▸ **Objective**: Copy the part of the records that opens with the first line and closes with the line containing "[1275, 366]", both included, keeping the requests. Multiply every point coordinate in the answers (but not the sample pairs in the requests) by 0.9, round to whole numbers with halves rounded up, and leave out the pictures.

▸ **Items**:
::::::::::

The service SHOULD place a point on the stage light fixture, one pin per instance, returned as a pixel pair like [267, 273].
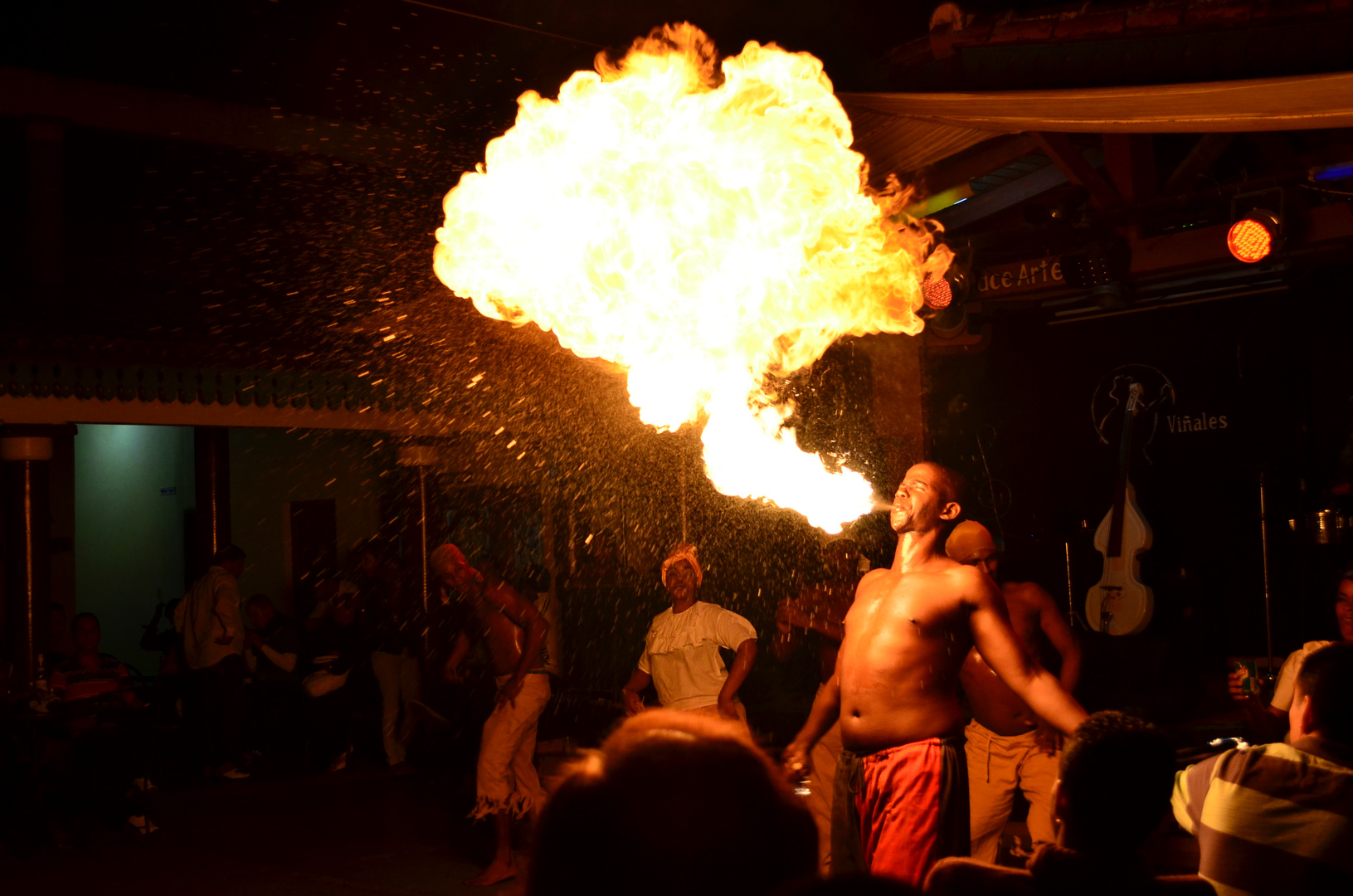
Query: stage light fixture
[943, 298]
[1256, 236]
[939, 293]
[1325, 173]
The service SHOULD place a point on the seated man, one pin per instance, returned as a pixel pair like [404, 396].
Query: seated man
[1112, 792]
[105, 752]
[684, 803]
[1276, 819]
[90, 674]
[272, 647]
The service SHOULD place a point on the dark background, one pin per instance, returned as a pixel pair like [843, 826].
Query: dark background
[1275, 366]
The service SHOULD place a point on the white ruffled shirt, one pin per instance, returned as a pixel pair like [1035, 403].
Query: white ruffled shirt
[681, 653]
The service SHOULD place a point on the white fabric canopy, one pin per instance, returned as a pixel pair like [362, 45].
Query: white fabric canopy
[904, 132]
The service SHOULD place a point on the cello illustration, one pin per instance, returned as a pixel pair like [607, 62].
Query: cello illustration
[1119, 602]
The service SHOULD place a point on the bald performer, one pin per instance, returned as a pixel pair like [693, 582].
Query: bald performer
[1008, 747]
[896, 692]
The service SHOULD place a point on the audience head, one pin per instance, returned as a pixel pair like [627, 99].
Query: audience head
[684, 804]
[231, 559]
[1344, 606]
[260, 611]
[450, 563]
[1115, 782]
[681, 572]
[971, 544]
[370, 555]
[87, 632]
[1322, 703]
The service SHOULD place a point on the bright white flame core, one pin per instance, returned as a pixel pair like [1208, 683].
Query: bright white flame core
[703, 231]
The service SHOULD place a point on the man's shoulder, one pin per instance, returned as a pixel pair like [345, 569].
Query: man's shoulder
[1026, 592]
[960, 876]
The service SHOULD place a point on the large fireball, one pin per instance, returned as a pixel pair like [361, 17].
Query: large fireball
[708, 227]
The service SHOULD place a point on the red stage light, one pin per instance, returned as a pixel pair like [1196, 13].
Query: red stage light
[938, 293]
[1252, 238]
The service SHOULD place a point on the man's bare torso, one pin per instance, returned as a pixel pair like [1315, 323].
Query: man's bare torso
[907, 635]
[505, 638]
[995, 705]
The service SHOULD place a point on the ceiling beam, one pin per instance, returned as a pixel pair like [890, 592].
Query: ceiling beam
[1130, 160]
[1078, 169]
[1007, 195]
[1202, 158]
[976, 161]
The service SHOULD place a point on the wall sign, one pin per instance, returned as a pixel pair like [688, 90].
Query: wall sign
[1020, 276]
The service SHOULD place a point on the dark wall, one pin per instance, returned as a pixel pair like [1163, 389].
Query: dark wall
[1018, 421]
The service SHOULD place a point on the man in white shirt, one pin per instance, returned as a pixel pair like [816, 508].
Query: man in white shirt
[212, 645]
[681, 653]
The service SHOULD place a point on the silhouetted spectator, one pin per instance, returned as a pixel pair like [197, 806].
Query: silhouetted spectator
[674, 804]
[347, 645]
[1276, 819]
[397, 628]
[1112, 791]
[105, 758]
[212, 646]
[163, 642]
[272, 657]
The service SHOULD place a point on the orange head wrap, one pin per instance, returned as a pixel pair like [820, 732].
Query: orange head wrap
[448, 559]
[684, 553]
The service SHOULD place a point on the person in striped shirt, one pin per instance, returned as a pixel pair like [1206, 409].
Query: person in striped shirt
[1279, 818]
[90, 674]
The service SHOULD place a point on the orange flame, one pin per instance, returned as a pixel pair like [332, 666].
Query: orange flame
[707, 226]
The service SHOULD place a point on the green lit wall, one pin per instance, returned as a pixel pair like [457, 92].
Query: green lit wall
[272, 467]
[128, 528]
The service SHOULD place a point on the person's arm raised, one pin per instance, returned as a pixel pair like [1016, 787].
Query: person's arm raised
[996, 642]
[825, 709]
[737, 675]
[1059, 635]
[630, 694]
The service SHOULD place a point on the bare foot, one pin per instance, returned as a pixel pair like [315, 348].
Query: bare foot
[495, 874]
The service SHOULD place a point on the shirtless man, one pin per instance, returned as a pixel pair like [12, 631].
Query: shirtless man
[505, 778]
[896, 692]
[819, 613]
[1008, 747]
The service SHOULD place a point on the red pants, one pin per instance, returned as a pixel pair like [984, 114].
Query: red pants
[913, 807]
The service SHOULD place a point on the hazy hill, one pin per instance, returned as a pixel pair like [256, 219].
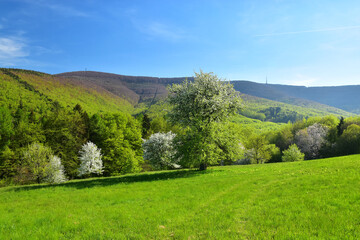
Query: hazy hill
[37, 89]
[343, 97]
[96, 91]
[133, 88]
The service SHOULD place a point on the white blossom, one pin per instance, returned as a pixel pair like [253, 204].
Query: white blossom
[55, 171]
[90, 157]
[311, 139]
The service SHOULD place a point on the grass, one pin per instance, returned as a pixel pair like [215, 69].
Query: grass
[304, 200]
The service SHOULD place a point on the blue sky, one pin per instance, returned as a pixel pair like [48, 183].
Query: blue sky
[311, 43]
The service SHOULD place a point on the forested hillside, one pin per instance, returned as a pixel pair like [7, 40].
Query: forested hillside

::::::::::

▸ **Reply to the exercise**:
The service SHOULD place a point on the stage light fixture, one pin per instance, returned as a pixel pair like [267, 273].
Query: stage light fixture
[849, 268]
[1130, 212]
[845, 264]
[1193, 156]
The service SHOULD place a point on the seated man, one pin per instance, returned as a pixel pair like [404, 396].
Query: seated man
[1001, 713]
[95, 677]
[616, 723]
[1148, 737]
[81, 607]
[245, 582]
The service SHOULD place a point on the dark background, one pin per instance, returned as a pixel pair like [843, 826].
Query: dark background
[1148, 329]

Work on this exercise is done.